SUPPLIED RECORDS:
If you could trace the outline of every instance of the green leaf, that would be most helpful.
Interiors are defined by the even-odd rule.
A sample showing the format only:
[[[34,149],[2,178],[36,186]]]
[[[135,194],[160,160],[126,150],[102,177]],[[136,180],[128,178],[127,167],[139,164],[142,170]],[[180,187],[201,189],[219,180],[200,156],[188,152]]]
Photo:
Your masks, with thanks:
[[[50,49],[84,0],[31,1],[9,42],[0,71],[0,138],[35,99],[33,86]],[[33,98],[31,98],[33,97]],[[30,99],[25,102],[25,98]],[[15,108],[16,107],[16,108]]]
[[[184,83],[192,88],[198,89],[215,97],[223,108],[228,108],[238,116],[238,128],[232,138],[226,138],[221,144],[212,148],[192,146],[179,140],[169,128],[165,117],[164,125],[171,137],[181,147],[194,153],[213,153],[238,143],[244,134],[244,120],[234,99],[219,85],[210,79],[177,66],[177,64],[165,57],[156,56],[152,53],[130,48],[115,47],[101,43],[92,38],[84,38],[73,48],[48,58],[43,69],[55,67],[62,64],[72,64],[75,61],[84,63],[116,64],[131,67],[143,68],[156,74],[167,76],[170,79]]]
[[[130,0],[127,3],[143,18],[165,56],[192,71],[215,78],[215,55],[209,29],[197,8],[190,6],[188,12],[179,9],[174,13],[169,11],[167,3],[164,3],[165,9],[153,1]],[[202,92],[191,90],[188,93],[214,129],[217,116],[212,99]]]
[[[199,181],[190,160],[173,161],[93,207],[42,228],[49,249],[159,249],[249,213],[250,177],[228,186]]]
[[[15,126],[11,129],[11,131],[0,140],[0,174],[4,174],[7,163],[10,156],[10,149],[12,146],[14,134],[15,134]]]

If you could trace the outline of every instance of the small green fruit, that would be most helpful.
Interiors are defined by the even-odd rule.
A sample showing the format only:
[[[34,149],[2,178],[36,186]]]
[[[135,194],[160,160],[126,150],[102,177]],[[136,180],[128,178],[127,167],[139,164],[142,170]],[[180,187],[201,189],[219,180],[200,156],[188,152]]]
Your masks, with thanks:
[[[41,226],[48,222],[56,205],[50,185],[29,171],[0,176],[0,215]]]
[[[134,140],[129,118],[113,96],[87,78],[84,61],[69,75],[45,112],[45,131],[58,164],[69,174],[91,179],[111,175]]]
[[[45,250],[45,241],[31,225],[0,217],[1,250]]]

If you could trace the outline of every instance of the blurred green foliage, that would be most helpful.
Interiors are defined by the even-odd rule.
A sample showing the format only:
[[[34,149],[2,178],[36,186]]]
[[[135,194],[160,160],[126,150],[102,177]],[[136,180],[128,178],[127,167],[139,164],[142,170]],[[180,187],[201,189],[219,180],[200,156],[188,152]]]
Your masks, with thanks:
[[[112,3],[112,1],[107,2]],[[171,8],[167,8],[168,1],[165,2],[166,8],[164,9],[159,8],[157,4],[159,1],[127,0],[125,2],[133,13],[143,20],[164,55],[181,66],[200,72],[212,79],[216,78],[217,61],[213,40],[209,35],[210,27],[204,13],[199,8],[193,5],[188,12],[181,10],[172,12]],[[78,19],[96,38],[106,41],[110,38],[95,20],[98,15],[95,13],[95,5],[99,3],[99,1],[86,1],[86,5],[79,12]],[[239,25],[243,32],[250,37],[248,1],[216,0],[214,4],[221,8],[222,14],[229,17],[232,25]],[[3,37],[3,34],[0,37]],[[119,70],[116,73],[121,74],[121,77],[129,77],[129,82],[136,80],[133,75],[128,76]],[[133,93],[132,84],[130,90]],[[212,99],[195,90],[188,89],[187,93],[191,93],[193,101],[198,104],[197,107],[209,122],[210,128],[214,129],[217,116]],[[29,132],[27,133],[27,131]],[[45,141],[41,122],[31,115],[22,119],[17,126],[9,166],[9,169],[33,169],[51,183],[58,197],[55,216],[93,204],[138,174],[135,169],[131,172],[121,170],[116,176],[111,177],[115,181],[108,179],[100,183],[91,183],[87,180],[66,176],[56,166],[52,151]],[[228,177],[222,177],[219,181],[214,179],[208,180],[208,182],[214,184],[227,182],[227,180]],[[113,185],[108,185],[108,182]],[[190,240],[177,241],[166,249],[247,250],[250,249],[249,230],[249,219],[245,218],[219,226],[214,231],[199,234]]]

WHAT YOU NEED TO DO:
Rewrite every line in the stretch of the material from the line containing "foliage, that would be most helpful." through the end of the material, increasing each coordinate in the answer outlines by 121 and leaving all other lines as they are.

RIGHT ANSWER:
If you could trace the outline of every instance of the blurred green foliage, that would be most helpful.
Interiors are defined by the even-odd rule.
A sample showing the format only:
[[[34,149],[2,178],[36,186]]]
[[[135,194],[160,160],[126,150],[102,177]],[[136,180],[128,178],[127,167],[139,164],[142,170]],[[180,187],[201,189],[219,180],[200,156],[188,152]]]
Your masks, with thanks:
[[[233,124],[233,122],[228,123]],[[292,129],[288,129],[289,122],[286,123],[287,129],[285,130],[280,129],[278,125],[280,122],[248,121],[246,123],[254,134],[264,141],[285,176],[302,187],[321,193],[333,200],[337,199],[338,182],[334,161],[330,156],[331,148],[325,134],[320,129],[314,126],[309,133],[302,131],[293,133]],[[199,140],[217,159],[227,162],[231,159],[216,141],[219,136],[216,134],[216,126],[220,124],[220,122],[207,122],[207,126],[200,133]],[[360,146],[364,153],[371,158],[369,122],[337,121],[335,125],[342,129],[343,135],[350,138],[353,146]],[[124,158],[124,155],[121,158]],[[240,191],[237,194],[242,195],[242,198],[250,198],[250,203],[257,201],[254,196],[249,197]],[[254,214],[253,205],[251,211]],[[333,220],[316,211],[309,210],[308,214],[312,214],[314,222],[319,225],[318,228],[330,243],[331,249],[335,250],[338,237]],[[150,253],[148,254],[148,252]],[[166,262],[162,243],[152,236],[143,240],[138,247],[130,287],[130,290],[154,290],[172,304],[179,318],[176,337],[214,325],[259,295],[256,290],[252,293],[242,291],[237,297],[232,298],[236,302],[229,300],[221,304],[212,304],[208,301],[187,297],[177,287],[173,272]],[[349,298],[343,298],[340,302],[335,300],[329,301],[329,303],[335,305],[348,303],[348,301]],[[234,306],[229,306],[229,303]],[[311,361],[298,362],[287,370],[368,371],[371,370],[370,351],[370,340],[366,339],[340,347],[335,352],[320,355]]]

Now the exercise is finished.